### Kutipan Teks

Marisa, djpbn.kemenkeu.go.id - Rekonsiliasi kemungkinan tidak diperlukan lagi. Saat ini harus dilakukan karena data yang dipergunakan berbeda, (data satker) SAI dan data KPPN (SAU). Namun nanti data yang dipergunakan adalah data satker semua, otomatis tidak perlu dilakukan rekonsiliasi.
Pandangan tersebut diungkapkan oleh Kepala Kantor Wilayah Direktorat Jenderal Perbendaharaan Provinsi Gorontalo Sudarso pada hari Selasa (13/8/2013) di hadapan segenap pegawai KPPN Marisa. Sudarso melakukan kunjungan kerja perdana ke KPPN Marisa selama dua hari. Kakanwil muda yang energik, low profile, dan murah senyum ini menyampaikan berbagai pandangan mengenai tantangan ke depan yang dihadapi Ditjen Perbendaharaan pascaimplementasi PMK 169 sebagai pengganti PMK 101.
"Tantangan ke depan semakin berat, bukan tambah ringan. Barangkali nanti proses pencairan dana akan lebih sederhana, apalagi nanti setelah (implementasi) SPAN yang saat ini telah masuk tahap UAT. Pekerjaan akan lebih banyak dilakukan by system sehingga tahapan-tahapan lebih mudah diikuti dan jika terjadi kekeliruan dapat teridentifikasi sejak awal. Proses klerikal akan dilakukan oleh mesin, otomatis pada gilirannya proses pelaporan keuangan akan menjadi lebih cepat, sederhana, dan akurat", ungkap kakanwil tentang mekanisme pelaporan setelah pemberlakuan SPAN.

### Materi yang Diambil
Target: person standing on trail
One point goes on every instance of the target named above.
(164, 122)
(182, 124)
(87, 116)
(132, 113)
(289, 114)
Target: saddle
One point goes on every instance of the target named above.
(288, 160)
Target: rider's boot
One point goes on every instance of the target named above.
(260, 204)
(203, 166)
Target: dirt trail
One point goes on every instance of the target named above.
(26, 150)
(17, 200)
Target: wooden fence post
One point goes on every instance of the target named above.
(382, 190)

### Ketentuan Latihan
Perbarui kutipan teks dari "Marisa, djpbn.kemenkeu.go.id - Rekonsiliasi" sampai "perlu dilakukan rekonsiliasi." dengan mengganti "otomatis" menjadi "secara otomatis", lalu tuliskan bagian itu kembali.

### Penyelesaian Tugas
Marisa, djpbn.kemenkeu.go.id - Rekonsiliasi kemungkinan tidak diperlukan lagi. Saat ini harus dilakukan karena data yang dipergunakan berbeda, (data satker) SAI dan data KPPN (SAU). Namun nanti data yang dipergunakan adalah data satker semua, secara otomatis tidak perlu dilakukan rekonsiliasi.